▶ [CHALLENGE]: Reproduce, character for character, the lines that begin with the one containing "pixel 225 355." and end with the one containing "pixel 403 747", including both of those lines. Output nothing else from the rows.

▶ [DATA TO PROCESS]:
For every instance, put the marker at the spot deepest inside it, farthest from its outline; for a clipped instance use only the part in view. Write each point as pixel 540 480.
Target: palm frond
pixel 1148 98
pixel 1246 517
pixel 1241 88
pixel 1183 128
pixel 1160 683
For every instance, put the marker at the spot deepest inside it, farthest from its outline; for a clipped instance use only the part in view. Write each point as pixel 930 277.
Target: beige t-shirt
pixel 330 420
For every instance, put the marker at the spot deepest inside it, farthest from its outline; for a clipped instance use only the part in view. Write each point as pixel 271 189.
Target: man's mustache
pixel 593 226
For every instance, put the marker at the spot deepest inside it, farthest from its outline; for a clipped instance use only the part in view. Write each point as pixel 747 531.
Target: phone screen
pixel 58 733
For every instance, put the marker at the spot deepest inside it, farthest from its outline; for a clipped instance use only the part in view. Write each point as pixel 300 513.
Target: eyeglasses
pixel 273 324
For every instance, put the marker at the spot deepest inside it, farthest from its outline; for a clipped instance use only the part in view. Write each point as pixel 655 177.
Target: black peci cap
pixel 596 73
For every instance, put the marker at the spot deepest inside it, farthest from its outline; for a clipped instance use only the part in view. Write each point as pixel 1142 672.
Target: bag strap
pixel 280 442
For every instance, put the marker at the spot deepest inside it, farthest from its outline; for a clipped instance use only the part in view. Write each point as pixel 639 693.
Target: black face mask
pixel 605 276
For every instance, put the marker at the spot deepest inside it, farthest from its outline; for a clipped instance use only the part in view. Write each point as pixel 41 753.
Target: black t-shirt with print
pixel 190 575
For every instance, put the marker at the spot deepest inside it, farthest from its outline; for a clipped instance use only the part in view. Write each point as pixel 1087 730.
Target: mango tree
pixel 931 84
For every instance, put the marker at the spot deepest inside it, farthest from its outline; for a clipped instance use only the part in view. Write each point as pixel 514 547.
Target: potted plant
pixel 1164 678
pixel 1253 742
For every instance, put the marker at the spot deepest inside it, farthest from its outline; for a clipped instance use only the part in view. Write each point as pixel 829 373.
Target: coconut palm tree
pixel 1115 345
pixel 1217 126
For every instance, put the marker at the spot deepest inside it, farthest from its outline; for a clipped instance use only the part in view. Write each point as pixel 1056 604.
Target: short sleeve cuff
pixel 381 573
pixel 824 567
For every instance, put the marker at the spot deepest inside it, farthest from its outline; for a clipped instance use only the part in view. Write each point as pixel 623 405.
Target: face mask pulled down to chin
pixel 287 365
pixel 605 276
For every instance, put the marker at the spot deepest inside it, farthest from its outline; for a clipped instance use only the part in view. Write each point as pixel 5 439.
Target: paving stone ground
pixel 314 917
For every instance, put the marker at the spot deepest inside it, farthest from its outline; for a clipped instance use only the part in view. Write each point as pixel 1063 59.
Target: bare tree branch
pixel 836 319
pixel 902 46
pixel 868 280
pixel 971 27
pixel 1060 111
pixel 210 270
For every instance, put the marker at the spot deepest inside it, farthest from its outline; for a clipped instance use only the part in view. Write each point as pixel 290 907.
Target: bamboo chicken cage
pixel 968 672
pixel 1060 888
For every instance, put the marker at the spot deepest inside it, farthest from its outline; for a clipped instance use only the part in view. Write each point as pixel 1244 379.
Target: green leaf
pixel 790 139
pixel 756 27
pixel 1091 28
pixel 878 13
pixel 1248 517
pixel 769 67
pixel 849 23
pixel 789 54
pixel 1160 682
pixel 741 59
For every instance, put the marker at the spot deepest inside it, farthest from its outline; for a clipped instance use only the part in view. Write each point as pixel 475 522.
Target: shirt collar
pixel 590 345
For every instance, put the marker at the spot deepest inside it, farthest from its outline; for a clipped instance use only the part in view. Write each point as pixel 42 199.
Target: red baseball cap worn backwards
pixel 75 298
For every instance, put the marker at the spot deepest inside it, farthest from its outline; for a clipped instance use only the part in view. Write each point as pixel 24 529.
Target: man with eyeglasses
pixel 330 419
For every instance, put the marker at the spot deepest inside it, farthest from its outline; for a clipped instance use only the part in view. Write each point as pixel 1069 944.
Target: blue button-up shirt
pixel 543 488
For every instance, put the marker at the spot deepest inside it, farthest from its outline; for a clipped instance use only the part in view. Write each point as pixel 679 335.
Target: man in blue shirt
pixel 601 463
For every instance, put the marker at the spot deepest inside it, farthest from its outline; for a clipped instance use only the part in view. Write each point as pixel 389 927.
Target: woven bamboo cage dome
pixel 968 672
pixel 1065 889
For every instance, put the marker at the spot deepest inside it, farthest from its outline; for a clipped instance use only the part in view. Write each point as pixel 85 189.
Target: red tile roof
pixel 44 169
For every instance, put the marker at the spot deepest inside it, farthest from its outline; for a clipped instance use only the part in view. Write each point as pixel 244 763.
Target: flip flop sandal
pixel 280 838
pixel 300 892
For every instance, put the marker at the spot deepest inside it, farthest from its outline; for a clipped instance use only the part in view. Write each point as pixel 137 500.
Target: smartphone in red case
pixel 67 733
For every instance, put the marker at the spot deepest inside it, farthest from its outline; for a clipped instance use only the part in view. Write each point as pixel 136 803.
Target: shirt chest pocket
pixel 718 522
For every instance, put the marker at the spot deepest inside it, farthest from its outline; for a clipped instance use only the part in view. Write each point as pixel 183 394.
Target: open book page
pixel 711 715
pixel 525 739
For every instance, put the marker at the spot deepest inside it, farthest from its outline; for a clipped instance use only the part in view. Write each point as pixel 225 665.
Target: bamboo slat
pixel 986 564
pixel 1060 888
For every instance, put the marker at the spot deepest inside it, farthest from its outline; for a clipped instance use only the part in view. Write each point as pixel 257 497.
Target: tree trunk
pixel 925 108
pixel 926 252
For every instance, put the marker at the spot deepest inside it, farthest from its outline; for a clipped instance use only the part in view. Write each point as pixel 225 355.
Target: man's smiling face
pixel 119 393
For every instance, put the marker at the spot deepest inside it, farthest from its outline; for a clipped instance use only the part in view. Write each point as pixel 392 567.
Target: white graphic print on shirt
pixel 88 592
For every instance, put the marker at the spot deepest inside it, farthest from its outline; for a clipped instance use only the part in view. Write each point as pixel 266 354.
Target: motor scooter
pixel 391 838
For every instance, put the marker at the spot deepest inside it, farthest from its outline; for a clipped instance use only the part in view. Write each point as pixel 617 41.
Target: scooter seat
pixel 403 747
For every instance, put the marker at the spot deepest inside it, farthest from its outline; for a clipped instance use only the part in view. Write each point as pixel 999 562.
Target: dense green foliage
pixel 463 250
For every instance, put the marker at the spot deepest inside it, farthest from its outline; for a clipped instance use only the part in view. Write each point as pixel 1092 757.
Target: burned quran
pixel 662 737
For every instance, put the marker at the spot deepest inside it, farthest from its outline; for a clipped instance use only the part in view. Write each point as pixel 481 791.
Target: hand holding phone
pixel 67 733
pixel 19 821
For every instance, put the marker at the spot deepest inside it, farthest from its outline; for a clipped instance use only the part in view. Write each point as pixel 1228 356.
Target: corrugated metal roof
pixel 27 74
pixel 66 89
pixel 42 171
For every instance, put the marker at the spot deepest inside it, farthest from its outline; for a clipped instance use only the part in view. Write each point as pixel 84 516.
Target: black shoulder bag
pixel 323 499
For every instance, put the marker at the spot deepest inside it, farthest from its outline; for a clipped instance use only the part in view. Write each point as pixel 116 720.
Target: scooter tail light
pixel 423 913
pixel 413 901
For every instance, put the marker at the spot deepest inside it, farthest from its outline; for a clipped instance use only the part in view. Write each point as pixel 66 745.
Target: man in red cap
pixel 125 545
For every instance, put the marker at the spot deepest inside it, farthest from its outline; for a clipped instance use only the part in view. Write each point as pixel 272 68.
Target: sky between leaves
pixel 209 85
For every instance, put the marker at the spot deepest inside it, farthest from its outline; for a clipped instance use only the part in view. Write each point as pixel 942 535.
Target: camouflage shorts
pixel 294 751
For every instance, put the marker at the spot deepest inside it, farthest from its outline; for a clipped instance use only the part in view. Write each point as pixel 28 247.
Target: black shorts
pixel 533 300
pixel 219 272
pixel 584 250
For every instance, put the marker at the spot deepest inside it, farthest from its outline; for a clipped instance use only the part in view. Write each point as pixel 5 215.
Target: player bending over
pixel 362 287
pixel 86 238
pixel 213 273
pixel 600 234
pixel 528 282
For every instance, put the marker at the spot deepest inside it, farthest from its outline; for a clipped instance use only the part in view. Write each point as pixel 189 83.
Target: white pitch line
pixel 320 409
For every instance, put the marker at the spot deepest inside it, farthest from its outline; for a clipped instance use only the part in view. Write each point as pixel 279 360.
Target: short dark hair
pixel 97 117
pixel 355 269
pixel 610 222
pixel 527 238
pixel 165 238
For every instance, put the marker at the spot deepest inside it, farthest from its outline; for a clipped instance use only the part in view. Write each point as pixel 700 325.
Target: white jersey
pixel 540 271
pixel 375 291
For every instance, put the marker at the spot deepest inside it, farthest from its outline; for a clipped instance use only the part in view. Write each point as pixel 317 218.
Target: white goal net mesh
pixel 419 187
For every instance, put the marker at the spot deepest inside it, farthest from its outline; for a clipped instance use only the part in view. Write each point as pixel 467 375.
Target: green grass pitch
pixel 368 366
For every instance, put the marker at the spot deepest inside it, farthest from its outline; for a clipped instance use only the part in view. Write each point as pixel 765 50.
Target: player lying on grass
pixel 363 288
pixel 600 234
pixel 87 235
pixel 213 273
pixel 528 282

▶ [ANSWER TO THE PROBLEM]:
For every instance, put the marker at the spot deepest inside it, farthest from its outline; for a clipped instance use only the part in view. Write each point as pixel 225 355.
Target: man's smiling face
pixel 119 393
For every instance, put the marker at the spot deepest inside it, farthest from its outline; for a clipped instance use only the part in view. Write each point as pixel 392 567.
Target: white graphic print on shirt
pixel 88 592
For every instance, put the marker at the spot deepest inside it, farthest from its outline; for a clipped instance use only the part in view. Write each point as pixel 266 354.
Target: motor scooter
pixel 391 838
For every instance, put the marker at the spot deepest inside it, farthest from its outline; for a clipped instance use only the part in view. Write each point as pixel 617 41.
Target: scooter seat
pixel 403 747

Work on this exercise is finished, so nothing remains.